Document segment →

Thursday, April 14, 2011

Maybe I Didn't Understand . . .

I was watching the Beck show the other evening listening to a conversation between Congressman Rangel (D-NY) and Judge Napolitano. When the subject of the national debt limit came up, I thought I heard Mr. Rangel say something like Congress has to raise the debt limit in order to borrow the money needed to pay the interest on the existing debt. I did a double take. Borrowing more money to pay for past borrowing? Maybe I didn't understand him correctly, but that's what it sounded like.

This morning I heard Congressman Hanna (R-NY) on WIBX. He indicated that congressmen did not want to admit it, but that they would end up approving an increase in the debt limit, and that Mr. Hanna favored doing so as well. Mr. Hanna explained that failing to approve the increase would be like a shopper going on a spree and then refusing to pay bill ... that the country's credit in the eyes of the rest of the world would suffer. Maybe I didn't understand him correctly because I was driving to work at the time and minding the traffic... but that's what it sounded like... It also sounded similar to what Congressman Rangel said.

Joseph Farah must have heard the same narrative out of Washington. In an Open letter to John Boehner on WorldNetDaily he responds:
"Saying no to more borrowing does not mean default on loan obligations."
To any of us with modest incomes "no to more borrowing" simply means to live within our means. Paying for past borrowing is something normal people budget for. If our means do not cover our budget, the budget must be made smaller by reducing planned spending ... but not by defaulting on past loans. That leads to bankruptcy.

Suggesting that the country will default on past loans if it does not raise the debt ceiling and borrow more is simply being irresponsible. How will the interest be paid on the new money borrowed? More borrowing in the future? As Joseph Farah says:
"It's time to stop cutting piecemeal. It is getting us nowhere. It is not responsible to keep borrowing – even if means borrowing less than in the past. You can't fix a debt problem through more borrowing."
But maybe we just don't understand.

4 comments:

Anonymous said...

Congressman Hanna needs to rethink his budget ideas. It seems `as though the congressman just doesn't get it ,he is slowly but surely falling into the business as usual formula that has resulted in the fiscal mess we are now in. The patient needs radical surgery to survive not a band-aid.

RPP said...

Provided material →
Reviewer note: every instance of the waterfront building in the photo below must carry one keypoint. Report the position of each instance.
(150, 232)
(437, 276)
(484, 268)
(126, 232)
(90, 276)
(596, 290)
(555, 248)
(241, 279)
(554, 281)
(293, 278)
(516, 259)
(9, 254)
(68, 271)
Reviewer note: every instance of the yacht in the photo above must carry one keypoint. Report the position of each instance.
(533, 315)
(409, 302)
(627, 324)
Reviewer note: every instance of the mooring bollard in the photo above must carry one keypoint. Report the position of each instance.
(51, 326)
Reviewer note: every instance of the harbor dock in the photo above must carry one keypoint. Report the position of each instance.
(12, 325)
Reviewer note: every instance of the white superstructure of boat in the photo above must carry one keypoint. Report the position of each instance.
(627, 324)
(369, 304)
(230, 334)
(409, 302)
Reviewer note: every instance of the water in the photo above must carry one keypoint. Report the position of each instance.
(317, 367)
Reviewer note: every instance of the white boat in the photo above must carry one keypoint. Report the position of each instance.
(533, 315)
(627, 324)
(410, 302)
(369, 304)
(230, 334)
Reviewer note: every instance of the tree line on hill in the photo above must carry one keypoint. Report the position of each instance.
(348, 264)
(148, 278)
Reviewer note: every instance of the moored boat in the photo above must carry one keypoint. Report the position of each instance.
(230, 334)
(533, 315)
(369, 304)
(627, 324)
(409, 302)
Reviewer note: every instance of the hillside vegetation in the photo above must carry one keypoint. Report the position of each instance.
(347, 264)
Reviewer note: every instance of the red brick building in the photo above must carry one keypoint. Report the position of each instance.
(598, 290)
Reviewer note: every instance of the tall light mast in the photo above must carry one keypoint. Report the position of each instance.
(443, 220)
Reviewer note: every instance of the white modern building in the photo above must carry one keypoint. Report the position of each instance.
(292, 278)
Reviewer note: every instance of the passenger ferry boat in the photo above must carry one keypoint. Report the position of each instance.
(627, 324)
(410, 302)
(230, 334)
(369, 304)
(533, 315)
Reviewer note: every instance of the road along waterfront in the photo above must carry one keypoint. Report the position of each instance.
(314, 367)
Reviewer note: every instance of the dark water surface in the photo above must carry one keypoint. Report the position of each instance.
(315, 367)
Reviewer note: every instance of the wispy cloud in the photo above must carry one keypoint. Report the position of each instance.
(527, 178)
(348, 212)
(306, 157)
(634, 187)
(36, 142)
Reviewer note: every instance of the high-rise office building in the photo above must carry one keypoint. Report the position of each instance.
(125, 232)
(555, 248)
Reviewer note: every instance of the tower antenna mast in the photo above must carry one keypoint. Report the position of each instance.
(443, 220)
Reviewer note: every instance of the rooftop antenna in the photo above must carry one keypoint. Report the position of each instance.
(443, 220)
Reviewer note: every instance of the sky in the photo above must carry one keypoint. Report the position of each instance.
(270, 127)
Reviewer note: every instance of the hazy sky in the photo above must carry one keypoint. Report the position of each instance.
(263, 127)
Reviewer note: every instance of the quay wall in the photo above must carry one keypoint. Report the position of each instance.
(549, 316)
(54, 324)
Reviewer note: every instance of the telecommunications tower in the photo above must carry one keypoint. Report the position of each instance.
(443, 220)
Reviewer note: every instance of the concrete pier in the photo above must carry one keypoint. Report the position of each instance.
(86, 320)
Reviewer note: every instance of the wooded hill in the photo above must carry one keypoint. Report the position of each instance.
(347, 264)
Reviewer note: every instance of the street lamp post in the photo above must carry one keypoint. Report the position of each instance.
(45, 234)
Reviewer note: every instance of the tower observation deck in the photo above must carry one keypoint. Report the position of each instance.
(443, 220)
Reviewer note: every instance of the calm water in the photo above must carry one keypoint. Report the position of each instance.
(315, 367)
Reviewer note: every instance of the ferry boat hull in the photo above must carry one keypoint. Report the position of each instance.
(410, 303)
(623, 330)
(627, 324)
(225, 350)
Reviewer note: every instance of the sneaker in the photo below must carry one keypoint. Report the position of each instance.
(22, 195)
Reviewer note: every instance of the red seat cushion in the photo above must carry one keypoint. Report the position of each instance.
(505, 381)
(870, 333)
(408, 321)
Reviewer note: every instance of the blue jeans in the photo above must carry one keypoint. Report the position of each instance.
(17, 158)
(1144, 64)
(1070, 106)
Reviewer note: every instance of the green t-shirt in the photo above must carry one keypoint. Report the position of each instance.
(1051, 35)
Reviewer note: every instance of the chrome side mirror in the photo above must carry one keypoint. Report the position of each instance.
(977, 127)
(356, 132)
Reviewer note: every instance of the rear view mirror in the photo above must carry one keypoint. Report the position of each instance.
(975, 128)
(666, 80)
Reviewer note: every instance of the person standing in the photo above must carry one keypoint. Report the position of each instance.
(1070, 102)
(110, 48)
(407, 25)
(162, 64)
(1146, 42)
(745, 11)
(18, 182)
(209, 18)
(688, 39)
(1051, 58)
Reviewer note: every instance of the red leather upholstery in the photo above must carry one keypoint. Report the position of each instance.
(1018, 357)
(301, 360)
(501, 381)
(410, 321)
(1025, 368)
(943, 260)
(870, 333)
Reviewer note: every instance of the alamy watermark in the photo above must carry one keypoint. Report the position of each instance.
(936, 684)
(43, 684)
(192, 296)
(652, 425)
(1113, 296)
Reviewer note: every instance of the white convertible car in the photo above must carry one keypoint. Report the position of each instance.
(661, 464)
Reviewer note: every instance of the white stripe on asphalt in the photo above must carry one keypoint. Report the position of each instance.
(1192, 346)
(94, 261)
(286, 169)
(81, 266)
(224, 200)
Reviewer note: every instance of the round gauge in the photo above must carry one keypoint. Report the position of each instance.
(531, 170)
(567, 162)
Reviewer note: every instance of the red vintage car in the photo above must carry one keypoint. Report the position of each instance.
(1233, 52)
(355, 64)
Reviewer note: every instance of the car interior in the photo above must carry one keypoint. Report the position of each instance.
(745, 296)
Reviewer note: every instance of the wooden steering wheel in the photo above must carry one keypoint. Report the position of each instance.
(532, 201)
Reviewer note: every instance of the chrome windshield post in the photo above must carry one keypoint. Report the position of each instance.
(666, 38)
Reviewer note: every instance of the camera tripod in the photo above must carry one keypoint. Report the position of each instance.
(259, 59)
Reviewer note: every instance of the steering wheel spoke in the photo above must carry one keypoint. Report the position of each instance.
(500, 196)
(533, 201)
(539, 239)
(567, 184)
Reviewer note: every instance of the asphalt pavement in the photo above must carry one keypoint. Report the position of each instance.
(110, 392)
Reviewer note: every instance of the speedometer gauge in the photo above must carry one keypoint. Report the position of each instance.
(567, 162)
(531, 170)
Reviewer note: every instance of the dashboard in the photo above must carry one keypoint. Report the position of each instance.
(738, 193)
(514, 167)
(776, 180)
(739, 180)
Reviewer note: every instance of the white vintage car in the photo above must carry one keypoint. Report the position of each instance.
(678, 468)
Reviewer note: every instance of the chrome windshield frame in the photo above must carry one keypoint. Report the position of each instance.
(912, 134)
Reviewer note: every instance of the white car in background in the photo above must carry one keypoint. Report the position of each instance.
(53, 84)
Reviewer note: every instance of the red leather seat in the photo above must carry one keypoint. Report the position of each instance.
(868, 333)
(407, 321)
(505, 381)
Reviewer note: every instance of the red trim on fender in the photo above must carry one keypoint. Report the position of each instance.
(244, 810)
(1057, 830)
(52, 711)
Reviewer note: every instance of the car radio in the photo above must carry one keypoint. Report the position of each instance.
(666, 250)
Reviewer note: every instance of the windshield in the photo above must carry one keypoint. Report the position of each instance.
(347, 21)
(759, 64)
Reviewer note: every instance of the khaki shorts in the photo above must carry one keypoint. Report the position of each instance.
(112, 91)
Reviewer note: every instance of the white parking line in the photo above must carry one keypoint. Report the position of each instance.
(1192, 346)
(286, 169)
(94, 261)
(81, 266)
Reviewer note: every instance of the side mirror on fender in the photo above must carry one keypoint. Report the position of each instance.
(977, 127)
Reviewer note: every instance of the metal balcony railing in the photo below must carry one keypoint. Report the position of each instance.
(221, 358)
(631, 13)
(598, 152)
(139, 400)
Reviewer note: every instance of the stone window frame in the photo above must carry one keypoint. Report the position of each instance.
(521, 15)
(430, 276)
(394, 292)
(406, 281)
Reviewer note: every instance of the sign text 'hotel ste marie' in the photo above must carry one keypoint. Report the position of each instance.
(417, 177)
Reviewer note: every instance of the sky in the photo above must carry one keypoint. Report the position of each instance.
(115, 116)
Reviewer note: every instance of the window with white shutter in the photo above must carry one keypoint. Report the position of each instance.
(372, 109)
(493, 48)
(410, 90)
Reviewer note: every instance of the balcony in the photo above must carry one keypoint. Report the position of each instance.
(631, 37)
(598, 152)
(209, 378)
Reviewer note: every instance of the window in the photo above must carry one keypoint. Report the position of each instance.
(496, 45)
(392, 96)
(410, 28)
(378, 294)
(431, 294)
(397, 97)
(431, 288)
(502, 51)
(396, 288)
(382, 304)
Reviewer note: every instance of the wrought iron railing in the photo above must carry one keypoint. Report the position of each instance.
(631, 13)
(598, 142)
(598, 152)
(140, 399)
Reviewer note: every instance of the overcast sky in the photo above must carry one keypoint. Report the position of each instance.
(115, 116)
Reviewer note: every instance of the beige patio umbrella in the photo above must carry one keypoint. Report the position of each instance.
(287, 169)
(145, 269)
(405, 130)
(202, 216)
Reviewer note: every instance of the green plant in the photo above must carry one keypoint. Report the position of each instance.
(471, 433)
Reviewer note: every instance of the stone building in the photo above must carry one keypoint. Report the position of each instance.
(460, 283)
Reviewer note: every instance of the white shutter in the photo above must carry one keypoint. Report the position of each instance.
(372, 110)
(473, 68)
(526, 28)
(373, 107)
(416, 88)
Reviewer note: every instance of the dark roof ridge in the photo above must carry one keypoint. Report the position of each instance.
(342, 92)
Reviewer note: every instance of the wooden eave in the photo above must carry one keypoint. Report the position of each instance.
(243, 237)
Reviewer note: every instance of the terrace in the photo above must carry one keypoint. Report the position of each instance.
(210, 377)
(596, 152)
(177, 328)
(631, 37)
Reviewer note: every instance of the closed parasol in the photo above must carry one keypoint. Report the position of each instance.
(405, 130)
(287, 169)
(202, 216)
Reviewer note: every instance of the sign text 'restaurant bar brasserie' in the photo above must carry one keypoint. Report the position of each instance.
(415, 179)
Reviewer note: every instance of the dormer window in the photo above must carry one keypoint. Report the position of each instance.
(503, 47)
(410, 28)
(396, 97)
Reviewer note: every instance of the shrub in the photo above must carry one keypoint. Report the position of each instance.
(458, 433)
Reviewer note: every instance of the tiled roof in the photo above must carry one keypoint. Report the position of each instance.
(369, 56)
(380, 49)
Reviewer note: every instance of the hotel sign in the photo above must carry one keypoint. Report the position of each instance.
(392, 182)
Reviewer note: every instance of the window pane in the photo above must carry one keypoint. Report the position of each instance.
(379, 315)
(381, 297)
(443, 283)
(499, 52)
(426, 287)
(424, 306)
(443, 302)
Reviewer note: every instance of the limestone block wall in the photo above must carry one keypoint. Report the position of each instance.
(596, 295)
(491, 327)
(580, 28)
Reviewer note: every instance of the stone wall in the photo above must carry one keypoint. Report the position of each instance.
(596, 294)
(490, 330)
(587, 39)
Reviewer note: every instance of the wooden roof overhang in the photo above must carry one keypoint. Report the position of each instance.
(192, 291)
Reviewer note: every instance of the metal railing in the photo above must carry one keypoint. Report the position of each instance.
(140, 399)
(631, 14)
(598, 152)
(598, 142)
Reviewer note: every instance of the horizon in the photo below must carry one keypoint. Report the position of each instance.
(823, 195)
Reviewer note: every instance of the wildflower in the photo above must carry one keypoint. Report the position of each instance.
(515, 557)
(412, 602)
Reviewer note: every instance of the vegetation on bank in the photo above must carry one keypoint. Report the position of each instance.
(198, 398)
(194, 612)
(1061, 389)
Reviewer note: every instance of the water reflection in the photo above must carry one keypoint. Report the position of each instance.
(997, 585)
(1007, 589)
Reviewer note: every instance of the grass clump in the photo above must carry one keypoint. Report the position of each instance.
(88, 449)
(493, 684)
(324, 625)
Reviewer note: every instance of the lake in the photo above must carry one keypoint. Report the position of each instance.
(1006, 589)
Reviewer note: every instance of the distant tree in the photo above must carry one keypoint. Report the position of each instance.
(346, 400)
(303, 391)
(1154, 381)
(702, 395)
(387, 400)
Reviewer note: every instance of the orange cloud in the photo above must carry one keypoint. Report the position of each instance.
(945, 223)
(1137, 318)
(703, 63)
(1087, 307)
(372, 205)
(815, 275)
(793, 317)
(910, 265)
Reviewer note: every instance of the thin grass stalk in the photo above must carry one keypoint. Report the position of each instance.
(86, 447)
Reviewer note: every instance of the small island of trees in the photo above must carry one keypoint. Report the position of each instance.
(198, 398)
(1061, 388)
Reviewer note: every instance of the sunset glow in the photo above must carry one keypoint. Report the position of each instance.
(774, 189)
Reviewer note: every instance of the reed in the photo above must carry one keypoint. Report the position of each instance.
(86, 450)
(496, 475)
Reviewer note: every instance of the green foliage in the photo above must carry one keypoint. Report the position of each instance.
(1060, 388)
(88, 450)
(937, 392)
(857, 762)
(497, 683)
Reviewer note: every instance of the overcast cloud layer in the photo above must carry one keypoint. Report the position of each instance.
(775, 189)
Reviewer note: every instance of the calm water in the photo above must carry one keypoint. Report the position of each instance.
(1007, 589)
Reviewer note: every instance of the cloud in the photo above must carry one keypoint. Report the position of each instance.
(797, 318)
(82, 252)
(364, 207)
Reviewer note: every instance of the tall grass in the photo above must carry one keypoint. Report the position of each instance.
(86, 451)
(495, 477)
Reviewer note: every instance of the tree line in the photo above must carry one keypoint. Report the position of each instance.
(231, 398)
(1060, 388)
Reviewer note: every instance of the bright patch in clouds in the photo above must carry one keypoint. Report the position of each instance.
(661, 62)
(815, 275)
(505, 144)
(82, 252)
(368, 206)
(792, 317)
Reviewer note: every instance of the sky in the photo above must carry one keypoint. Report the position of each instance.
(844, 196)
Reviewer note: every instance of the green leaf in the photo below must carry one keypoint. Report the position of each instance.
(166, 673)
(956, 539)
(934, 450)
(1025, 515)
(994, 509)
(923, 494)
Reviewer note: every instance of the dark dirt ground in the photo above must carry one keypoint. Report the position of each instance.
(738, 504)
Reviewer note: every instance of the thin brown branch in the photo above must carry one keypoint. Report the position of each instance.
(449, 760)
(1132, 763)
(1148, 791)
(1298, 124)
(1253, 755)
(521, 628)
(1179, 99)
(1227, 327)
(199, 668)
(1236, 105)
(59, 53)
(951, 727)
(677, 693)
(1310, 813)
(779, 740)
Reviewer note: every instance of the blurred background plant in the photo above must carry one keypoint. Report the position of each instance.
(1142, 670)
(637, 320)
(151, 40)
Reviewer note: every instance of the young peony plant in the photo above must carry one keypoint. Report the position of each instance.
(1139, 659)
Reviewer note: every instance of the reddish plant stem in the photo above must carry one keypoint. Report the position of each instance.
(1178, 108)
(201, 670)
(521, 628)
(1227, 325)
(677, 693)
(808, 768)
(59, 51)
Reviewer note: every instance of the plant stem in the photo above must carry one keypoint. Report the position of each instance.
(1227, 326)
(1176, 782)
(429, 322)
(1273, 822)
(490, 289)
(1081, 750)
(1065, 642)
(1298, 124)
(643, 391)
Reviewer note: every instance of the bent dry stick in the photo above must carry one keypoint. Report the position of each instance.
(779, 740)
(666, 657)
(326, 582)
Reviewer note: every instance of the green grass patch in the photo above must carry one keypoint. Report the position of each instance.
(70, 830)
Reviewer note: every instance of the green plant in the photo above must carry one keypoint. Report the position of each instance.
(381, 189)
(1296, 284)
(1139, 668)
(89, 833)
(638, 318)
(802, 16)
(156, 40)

Problem to solve →
List every show, station, or website named in the blog post about the debt limit.

Solved problem →
- the Beck show
- WIBX
- WorldNetDaily